* [Your goal]: After locating the line with "Target: larger coffee table", retype it and every later line exactly, stopping at the end of the records.

[Natural-language object grounding data]
^^^^^^^^
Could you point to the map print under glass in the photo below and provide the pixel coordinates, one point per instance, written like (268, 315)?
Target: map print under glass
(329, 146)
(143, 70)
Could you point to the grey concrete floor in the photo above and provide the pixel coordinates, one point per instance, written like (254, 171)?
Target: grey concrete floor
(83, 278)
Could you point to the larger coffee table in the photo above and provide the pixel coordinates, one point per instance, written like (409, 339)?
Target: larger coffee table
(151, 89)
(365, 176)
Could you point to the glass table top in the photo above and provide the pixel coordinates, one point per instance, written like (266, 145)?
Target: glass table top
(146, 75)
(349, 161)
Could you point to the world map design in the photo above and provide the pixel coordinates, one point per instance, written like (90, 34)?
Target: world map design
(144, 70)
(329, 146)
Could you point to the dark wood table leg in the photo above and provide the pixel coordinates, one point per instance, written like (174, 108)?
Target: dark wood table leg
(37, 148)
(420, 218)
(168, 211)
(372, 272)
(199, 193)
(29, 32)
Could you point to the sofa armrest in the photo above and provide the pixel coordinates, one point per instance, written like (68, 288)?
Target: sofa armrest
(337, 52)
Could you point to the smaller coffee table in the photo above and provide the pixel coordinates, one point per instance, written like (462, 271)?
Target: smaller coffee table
^^^^^^^^
* [Answer section]:
Target: larger coffee table
(151, 89)
(365, 176)
Could you point to the glass table top in the photo above and provide the pixel coordinates, one point per instance, written like (266, 145)?
Target: glass table top
(146, 75)
(349, 161)
Could you point to the world map design in the photo above and provide the pixel coordinates, one point per instance, written like (90, 34)?
Target: world map design
(144, 70)
(329, 146)
Could you point to the dark wood table leg in the photo above and provide the pixel coordinates, one point per instance, written like (174, 108)?
Target: dark wood table leg
(37, 148)
(420, 218)
(168, 211)
(372, 272)
(199, 193)
(29, 32)
Could you point to the sofa armrest in the photo above and provide the pixel coordinates, one point per instance, written like (68, 288)?
Target: sofa armrest
(337, 52)
Could you point to the smaller coffee table in the photo above and provide the pixel coordinates, one point per instance, written like (462, 271)?
Target: smaller coffee table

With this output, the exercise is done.